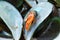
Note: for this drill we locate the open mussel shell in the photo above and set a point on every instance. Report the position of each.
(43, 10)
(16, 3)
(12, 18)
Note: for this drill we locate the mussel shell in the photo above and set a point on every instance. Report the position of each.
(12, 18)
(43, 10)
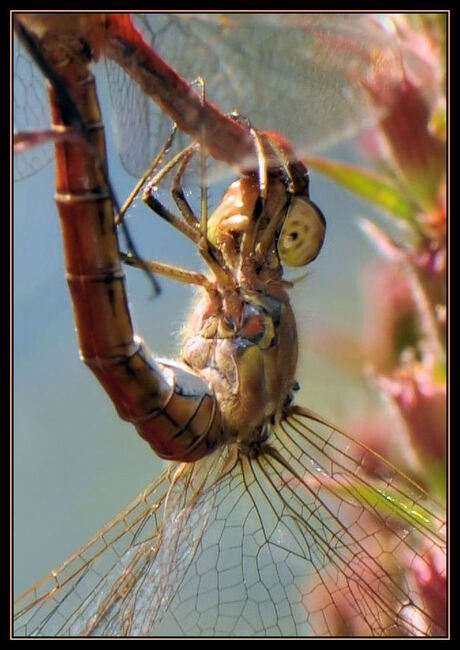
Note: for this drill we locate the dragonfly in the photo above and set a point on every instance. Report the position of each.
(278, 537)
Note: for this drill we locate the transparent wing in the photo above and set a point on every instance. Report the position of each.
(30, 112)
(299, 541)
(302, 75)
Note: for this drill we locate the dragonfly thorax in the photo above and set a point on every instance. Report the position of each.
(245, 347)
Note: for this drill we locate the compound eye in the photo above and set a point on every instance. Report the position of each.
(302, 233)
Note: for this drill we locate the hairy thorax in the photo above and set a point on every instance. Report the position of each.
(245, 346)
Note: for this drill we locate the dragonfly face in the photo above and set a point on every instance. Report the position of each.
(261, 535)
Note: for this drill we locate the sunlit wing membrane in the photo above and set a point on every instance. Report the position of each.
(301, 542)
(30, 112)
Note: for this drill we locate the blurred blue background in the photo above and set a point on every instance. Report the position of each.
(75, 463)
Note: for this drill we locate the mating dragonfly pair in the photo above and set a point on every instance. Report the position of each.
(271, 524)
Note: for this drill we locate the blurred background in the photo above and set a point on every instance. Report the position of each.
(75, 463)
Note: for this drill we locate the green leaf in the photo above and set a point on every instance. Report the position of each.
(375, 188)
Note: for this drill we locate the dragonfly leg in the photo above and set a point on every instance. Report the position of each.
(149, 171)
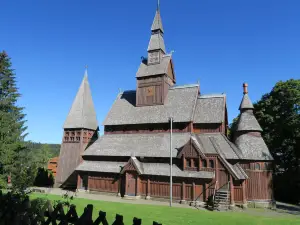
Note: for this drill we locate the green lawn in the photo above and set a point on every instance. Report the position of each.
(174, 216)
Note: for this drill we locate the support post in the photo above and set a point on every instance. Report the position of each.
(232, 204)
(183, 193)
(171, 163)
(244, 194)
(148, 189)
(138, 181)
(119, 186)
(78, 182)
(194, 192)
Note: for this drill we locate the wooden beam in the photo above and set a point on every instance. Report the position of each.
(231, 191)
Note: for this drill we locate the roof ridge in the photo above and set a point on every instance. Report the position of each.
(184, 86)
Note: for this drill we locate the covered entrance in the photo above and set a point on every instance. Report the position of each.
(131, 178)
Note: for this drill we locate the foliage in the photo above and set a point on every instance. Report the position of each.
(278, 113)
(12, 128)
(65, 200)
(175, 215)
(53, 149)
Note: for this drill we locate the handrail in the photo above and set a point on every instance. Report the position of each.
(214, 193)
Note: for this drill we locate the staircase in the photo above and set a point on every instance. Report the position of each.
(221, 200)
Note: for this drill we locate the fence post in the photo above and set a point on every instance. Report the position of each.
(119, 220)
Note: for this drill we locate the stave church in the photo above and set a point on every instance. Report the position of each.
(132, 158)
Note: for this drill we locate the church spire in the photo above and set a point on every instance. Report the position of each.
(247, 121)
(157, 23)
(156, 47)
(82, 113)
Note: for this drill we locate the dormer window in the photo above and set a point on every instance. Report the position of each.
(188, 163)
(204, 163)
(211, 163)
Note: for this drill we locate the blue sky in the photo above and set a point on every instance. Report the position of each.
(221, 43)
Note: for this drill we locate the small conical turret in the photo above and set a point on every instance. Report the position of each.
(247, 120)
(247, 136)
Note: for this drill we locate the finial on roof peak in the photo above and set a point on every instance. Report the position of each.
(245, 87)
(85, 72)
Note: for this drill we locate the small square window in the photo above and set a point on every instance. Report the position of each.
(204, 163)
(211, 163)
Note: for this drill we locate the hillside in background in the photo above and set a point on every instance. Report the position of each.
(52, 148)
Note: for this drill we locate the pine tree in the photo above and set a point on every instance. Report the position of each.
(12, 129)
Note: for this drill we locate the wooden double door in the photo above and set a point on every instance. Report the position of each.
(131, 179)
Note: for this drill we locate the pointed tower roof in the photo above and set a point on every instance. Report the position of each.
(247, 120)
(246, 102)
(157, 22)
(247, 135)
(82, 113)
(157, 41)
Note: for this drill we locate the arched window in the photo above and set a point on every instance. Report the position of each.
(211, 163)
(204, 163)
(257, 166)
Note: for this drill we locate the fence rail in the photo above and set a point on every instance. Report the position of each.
+ + + + +
§ Exercise details:
Each entry should be repeated exactly as it appears; the pictures stay out.

§ In response:
Note: for this drill we locate the open mussel shell in the photo above and set a point on every instance. Report the position of each.
(43, 10)
(16, 3)
(12, 18)
Note: for this drill we locate the mussel shell in the photo above and set a point on every instance. Report the position of each.
(12, 18)
(43, 10)
Note: for this drill we locate the dragonfly in the photo above and set a point on every instance. Report the position of each.
(278, 537)
Note: for this drill we locate the transparent wing in the photo above and set a point on every instance. Report the position of each.
(30, 112)
(299, 541)
(302, 75)
Note: for this drill we locate the dragonfly thorax in the photo above and set a point on every instance. Report the position of each.
(245, 347)
Note: for this drill we locate the compound eye in the photo above and set a point on every instance. Report the position of each.
(302, 233)
Note: for this drill we locate the hairy thorax in the photo above and set a point on every instance. Report the position of each.
(245, 346)
Note: for this drill we locate the dragonfly face in the photo above and set a point on every instance. Report the position of each.
(261, 535)
Note: for this drill we locate the sunlit wing membrane in the photo above and set a point on every instance. Report the position of each.
(301, 542)
(30, 112)
Note: for this drill we locate the blurred blue background in the photo above and set a point on every instance. Report the position of each.
(75, 463)
Note: for this drill we locate the mating dragonfly pair in the photo above and set a point on every instance. Report the position of each.
(271, 524)
Note: for this drill we locate the blurred background in the photo above and set a point on every instance. Report the position of each.
(75, 463)
Note: for this drill we locate the green leaf in the photo above and set a point on every instance. Report the position of each.
(375, 188)
Note: for this drill we locate the dragonfly leg in the photo above and set a point on every instance. Report the position of each.
(149, 171)
Note: for this drill we locate the green lawn in the photo above and set a point on every instance. Report the position of each.
(174, 216)
Note: for this drill we locate the support post in the photo above and set a point on every instance. Report the position of each.
(232, 204)
(183, 193)
(171, 163)
(244, 194)
(148, 189)
(138, 181)
(119, 186)
(78, 182)
(194, 192)
Note: for this drill we locate the wooden beam in the photo above and set a point on every instance. Report the position of each.
(231, 191)
Note: for this drill we locate the roof ridge in the photo above and set a point on every instance. Report the position of each.
(184, 86)
Note: for this drill we locate the covered entrance in the photo above and set a point on every instance. Report the position of each.
(131, 178)
Note: for this drill we locate the foliage in the photo above and set a point on every instance. Report the position of each.
(278, 113)
(12, 128)
(65, 200)
(175, 215)
(53, 149)
Note: for this drill we locate the handrail in the photo above and set a point on every instance. Report the position of each.
(214, 193)
Note: for this drill we locate the staircase in the photo above and set a point on every instance. Report the position of each.
(221, 200)
Note: for this drill we locate the fence post in the photo above and set a point on every instance. Report the position of each.
(119, 220)
Note: for this drill we locate the stave church in the photo above and set a point on every instance. Report the position of each.
(132, 158)
Note: for this drill we locate the church spire in the photo above and set a point on every instance. Report the position of each.
(247, 121)
(157, 23)
(156, 47)
(82, 113)
Note: for this drill we locate the dormer window in the photo above and set a point on every instance. Report the position of each.
(188, 163)
(204, 163)
(211, 163)
Note: for this drill we locate the blue sky in the photo above and set a point on every instance. Report the position of each.
(221, 43)
Note: for this drill we locate the small conical turret in the photo above and set a point on every instance. Report the position of each.
(247, 120)
(247, 136)
Note: for this drill we locate the finial on roof peak in the photo above and set a point on every instance. Report the position of each.
(245, 87)
(85, 72)
Note: for this drill we locate the small square window in the photo above and set a point on every instance. Report the position of each.
(204, 163)
(211, 163)
Note: for this drill we locate the hillside in background in the photo above and set a point on every instance. Report the position of each.
(52, 148)
Note: for this drill we locate the pine tree in the photo above and set a point on every instance. Report the position of each.
(12, 129)
Note: for this drill we locate the wooden double door in the photo above and set a point on every instance. Report the position of each.
(131, 179)
Note: for this drill we locate the pointed tower roof in the photo above and set a point on every instance. Report the position of each.
(247, 120)
(246, 102)
(157, 22)
(247, 135)
(82, 113)
(157, 41)
Note: for this drill we locate the arched window in the photo above and set a point on every instance. Report the position of each.
(211, 163)
(204, 163)
(257, 166)
Note: for this drill we locate the fence rail in the photo above and set a point on every instance. Report the position of each.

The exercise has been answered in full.